Copy the data exactly as it appears, and do not include any pictures.

··· Given data ···

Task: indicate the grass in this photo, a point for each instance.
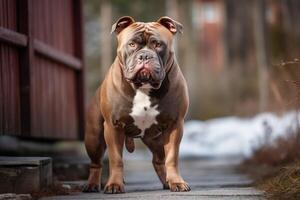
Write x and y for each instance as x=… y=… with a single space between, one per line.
x=276 y=167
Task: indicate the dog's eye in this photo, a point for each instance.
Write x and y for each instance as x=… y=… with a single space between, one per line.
x=132 y=44
x=156 y=44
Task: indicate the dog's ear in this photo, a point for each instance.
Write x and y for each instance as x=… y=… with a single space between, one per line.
x=172 y=25
x=122 y=23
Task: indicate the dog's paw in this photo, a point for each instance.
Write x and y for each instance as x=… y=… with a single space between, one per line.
x=179 y=187
x=89 y=188
x=114 y=188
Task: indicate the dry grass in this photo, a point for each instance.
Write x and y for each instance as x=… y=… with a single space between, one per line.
x=276 y=167
x=284 y=185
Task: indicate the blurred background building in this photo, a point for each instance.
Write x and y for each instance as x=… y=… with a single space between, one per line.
x=230 y=51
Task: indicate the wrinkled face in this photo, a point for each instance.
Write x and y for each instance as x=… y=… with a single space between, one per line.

···

Answer for this exercise:
Task: indicate the grass in this photo, a point for each instance.
Write x and y for each instance as x=… y=… with a single space between, one per line.
x=276 y=167
Task: indicate the dog's eye in this photo, a point for each instance.
Write x and y for each instance as x=… y=… with a single space between, one per line.
x=132 y=44
x=156 y=44
Task: indicate the dog's ear in this photo, a point for each instance.
Write x and y for each instance as x=… y=… with a single space between, one per line.
x=172 y=25
x=122 y=23
Task: indicate the dog's paw in this photo, a point for each instance.
Write x and y for each instance as x=… y=… with a single space between, one per line.
x=179 y=187
x=89 y=188
x=114 y=188
Task: indicate the dry grass in this photo, a point for each instance.
Write x and y for each instance as x=… y=… with a single space between, one per line.
x=276 y=167
x=284 y=185
Task: indicate the blurred background building in this photo, a point for each instance.
Write x and y for each instance as x=… y=… with a single space between, one per line.
x=230 y=51
Task: indicate the wrinkled face in this photo, a point for each instance.
Write x and y for each instance as x=… y=… with a single space between, one per line.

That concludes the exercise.